EXERCISE DETAILS
All of the data below should be set down again verbatim, without any images.

DATA TO EXAMINE
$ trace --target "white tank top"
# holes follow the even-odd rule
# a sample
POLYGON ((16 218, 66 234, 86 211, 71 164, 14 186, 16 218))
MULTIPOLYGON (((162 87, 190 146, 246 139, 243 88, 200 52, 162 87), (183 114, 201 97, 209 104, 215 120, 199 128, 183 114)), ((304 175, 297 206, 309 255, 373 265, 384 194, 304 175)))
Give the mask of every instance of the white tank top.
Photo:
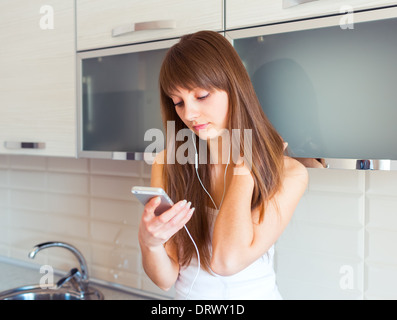
MULTIPOLYGON (((214 210, 214 217, 217 211, 214 210)), ((274 246, 258 260, 244 270, 231 275, 220 276, 210 274, 203 269, 197 276, 197 259, 181 267, 175 283, 175 299, 192 300, 257 300, 282 299, 276 284, 276 275, 273 268, 274 246)))

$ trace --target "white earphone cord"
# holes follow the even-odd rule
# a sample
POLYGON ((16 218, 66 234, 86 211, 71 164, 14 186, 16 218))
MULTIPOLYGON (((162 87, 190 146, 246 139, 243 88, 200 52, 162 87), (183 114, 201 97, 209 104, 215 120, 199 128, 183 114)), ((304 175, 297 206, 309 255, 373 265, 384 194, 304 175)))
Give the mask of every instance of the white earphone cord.
MULTIPOLYGON (((225 190, 226 190, 226 172, 227 172, 227 167, 229 166, 230 149, 229 149, 229 156, 228 156, 227 164, 226 164, 226 168, 225 168, 225 173, 224 173, 224 175, 223 175, 223 194, 222 194, 221 203, 219 204, 219 209, 218 209, 218 207, 217 207, 216 204, 215 204, 214 199, 212 199, 211 195, 209 194, 209 192, 207 191, 207 189, 204 187, 203 183, 201 182, 200 175, 199 175, 199 173, 198 173, 198 154, 197 154, 196 143, 194 142, 194 140, 195 140, 194 132, 192 132, 192 138, 193 138, 194 149, 195 149, 195 151, 196 151, 196 154, 195 154, 195 156, 194 156, 194 167, 195 167, 195 169, 196 169, 197 178, 198 178, 198 180, 199 180, 199 182, 200 182, 202 188, 204 189, 204 191, 205 191, 205 192, 207 193, 207 195, 210 197, 210 199, 211 199, 211 201, 212 201, 212 204, 214 205, 215 209, 216 209, 216 210, 219 210, 219 209, 221 208, 221 206, 222 206, 223 198, 225 197, 225 190)), ((197 248, 197 245, 196 245, 196 243, 194 242, 193 237, 192 237, 192 235, 190 234, 189 230, 187 229, 186 225, 185 225, 184 227, 185 227, 185 230, 186 230, 187 234, 188 234, 189 237, 190 237, 190 240, 192 240, 193 245, 194 245, 194 247, 195 247, 195 249, 196 249, 196 253, 197 253, 197 273, 196 273, 196 276, 194 277, 194 279, 193 279, 193 281, 192 281, 192 284, 191 284, 191 286, 190 286, 190 289, 189 289, 189 291, 188 291, 188 293, 187 293, 187 295, 186 295, 186 297, 185 297, 185 299, 187 300, 187 299, 189 298, 190 292, 192 291, 193 285, 194 285, 194 283, 196 282, 197 277, 198 277, 198 275, 199 275, 199 273, 200 273, 200 253, 199 253, 199 250, 198 250, 198 248, 197 248)))
POLYGON ((187 293, 187 295, 186 295, 186 297, 185 297, 185 299, 187 300, 187 299, 189 298, 190 291, 192 291, 193 285, 194 285, 194 283, 196 282, 196 279, 197 279, 197 277, 198 277, 198 275, 199 275, 199 273, 200 273, 200 253, 199 253, 199 250, 198 250, 198 248, 197 248, 196 242, 194 242, 193 237, 192 237, 192 235, 190 234, 189 230, 187 229, 186 225, 184 225, 184 227, 185 227, 185 230, 186 230, 187 234, 188 234, 189 237, 190 237, 190 240, 192 240, 192 242, 193 242, 193 244, 194 244, 194 247, 196 248, 197 263, 198 263, 198 264, 197 264, 197 273, 196 273, 196 276, 194 277, 193 282, 192 282, 192 284, 191 284, 191 286, 190 286, 189 292, 187 293))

SOLUTION FOR THIS PROBLEM
$ trace --target "white tank top"
# holes follow the even-odd rule
# a sample
POLYGON ((16 218, 66 234, 86 211, 71 164, 14 186, 16 218))
MULTIPOLYGON (((162 87, 190 146, 246 139, 243 88, 200 52, 162 87), (183 114, 201 97, 209 104, 215 120, 199 128, 183 114)), ((304 175, 297 206, 309 255, 373 265, 384 194, 304 175)))
Give the mask of every instance of the white tank top.
Photo:
MULTIPOLYGON (((214 210, 214 217, 217 211, 214 210)), ((274 246, 258 260, 244 270, 231 275, 220 276, 210 274, 203 269, 197 276, 197 259, 181 267, 175 283, 175 299, 192 300, 257 300, 282 299, 276 284, 276 275, 273 268, 274 246)))

$ trace --target "white earphone cord"
# holes follow the even-odd rule
# a sample
POLYGON ((16 218, 66 234, 86 211, 71 164, 14 186, 16 218))
MULTIPOLYGON (((162 87, 190 146, 246 139, 243 88, 200 52, 162 87), (183 114, 201 97, 209 104, 215 120, 199 128, 183 114)), ((304 175, 297 206, 309 255, 373 265, 384 194, 304 175)))
Give the mask of every instance of the white earphone cord.
MULTIPOLYGON (((225 190, 226 190, 226 172, 227 172, 227 167, 229 166, 230 149, 229 149, 229 156, 228 156, 227 164, 226 164, 226 168, 225 168, 225 173, 224 173, 224 175, 223 175, 223 194, 222 194, 221 203, 219 204, 219 209, 218 209, 218 207, 217 207, 216 204, 215 204, 214 199, 212 199, 211 195, 209 194, 209 192, 207 191, 207 189, 204 187, 203 183, 201 182, 200 175, 199 175, 199 173, 198 173, 198 154, 197 154, 196 143, 194 142, 194 140, 195 140, 194 132, 192 132, 192 138, 193 138, 194 149, 195 149, 195 151, 196 151, 196 154, 195 154, 195 156, 194 156, 194 167, 195 167, 195 169, 196 169, 197 178, 198 178, 198 180, 199 180, 199 182, 200 182, 202 188, 204 189, 204 191, 205 191, 205 192, 207 193, 207 195, 210 197, 210 199, 211 199, 211 201, 212 201, 212 204, 214 205, 215 209, 216 209, 216 210, 219 210, 219 209, 221 208, 221 206, 222 206, 223 198, 225 197, 225 190)), ((197 248, 197 245, 196 245, 196 243, 194 242, 193 237, 192 237, 192 235, 190 234, 189 230, 187 229, 186 225, 185 225, 184 227, 185 227, 185 230, 186 230, 187 234, 188 234, 189 237, 190 237, 190 240, 192 240, 193 245, 194 245, 194 247, 195 247, 195 249, 196 249, 196 253, 197 253, 197 273, 196 273, 196 276, 194 277, 194 279, 193 279, 193 281, 192 281, 192 284, 191 284, 191 286, 190 286, 190 289, 189 289, 189 291, 188 291, 188 293, 187 293, 187 295, 186 295, 186 297, 185 297, 185 299, 187 300, 187 299, 189 298, 190 292, 192 291, 193 285, 194 285, 194 283, 196 282, 197 277, 198 277, 198 275, 199 275, 199 273, 200 273, 200 253, 199 253, 199 250, 198 250, 198 248, 197 248)))
POLYGON ((187 293, 187 295, 186 295, 186 297, 185 297, 185 299, 187 300, 187 299, 189 298, 190 291, 192 291, 193 285, 194 285, 194 283, 196 282, 196 279, 197 279, 197 277, 198 277, 198 275, 199 275, 199 273, 200 273, 200 253, 199 253, 199 250, 198 250, 198 248, 197 248, 196 242, 194 242, 193 237, 192 237, 192 235, 190 234, 189 230, 187 229, 186 225, 184 225, 184 227, 185 227, 185 230, 186 230, 187 234, 188 234, 189 237, 190 237, 190 240, 192 240, 192 242, 193 242, 193 244, 194 244, 194 247, 196 248, 197 263, 198 263, 198 264, 197 264, 197 273, 196 273, 196 276, 194 277, 193 282, 192 282, 192 284, 191 284, 191 286, 190 286, 189 292, 187 293))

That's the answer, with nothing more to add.